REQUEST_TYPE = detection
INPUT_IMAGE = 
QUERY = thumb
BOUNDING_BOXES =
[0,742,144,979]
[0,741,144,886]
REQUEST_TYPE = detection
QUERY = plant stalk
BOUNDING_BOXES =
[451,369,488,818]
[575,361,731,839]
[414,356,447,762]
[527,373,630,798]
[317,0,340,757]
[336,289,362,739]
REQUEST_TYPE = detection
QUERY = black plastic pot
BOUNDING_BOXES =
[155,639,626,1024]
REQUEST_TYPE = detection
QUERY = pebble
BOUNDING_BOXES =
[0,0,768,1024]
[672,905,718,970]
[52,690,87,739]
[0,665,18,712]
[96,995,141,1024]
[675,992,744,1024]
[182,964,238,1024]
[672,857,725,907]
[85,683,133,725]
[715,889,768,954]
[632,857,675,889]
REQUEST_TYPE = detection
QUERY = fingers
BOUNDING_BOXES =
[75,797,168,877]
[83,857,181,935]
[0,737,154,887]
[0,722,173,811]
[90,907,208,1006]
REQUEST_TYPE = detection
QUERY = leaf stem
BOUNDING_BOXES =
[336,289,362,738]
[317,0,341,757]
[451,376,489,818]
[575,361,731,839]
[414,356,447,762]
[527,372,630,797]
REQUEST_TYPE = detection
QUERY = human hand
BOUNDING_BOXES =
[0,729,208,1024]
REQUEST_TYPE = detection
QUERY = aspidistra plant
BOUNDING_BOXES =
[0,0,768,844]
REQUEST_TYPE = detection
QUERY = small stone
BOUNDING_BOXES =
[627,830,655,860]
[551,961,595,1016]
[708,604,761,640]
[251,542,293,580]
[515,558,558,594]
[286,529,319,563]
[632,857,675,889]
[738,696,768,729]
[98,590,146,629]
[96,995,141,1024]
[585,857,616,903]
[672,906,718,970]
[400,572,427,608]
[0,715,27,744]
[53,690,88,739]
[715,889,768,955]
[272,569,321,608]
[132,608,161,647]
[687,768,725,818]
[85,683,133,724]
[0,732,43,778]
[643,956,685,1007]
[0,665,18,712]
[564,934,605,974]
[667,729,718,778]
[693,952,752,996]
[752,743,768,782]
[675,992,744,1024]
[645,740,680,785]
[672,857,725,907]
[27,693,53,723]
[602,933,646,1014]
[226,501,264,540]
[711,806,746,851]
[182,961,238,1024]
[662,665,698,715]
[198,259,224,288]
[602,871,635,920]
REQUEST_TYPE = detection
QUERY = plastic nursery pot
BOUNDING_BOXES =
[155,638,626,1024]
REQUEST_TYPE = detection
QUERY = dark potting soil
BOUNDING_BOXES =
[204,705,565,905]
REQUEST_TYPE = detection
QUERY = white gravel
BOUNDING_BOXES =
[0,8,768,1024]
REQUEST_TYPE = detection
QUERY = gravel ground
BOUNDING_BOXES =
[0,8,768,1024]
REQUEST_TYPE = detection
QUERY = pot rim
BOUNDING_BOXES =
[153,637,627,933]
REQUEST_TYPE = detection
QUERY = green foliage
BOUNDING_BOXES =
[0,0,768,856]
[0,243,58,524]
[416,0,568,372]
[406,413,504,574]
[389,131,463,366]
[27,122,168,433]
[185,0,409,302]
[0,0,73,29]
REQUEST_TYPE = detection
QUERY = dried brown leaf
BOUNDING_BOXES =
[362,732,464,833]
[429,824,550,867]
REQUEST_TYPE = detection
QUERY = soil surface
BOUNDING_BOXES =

----------------

> [Problem to work on]:
Return each line of the listing that contains the word "leaf".

> [The result]:
QUERY = leaf stem
QUERY = dried brown leaf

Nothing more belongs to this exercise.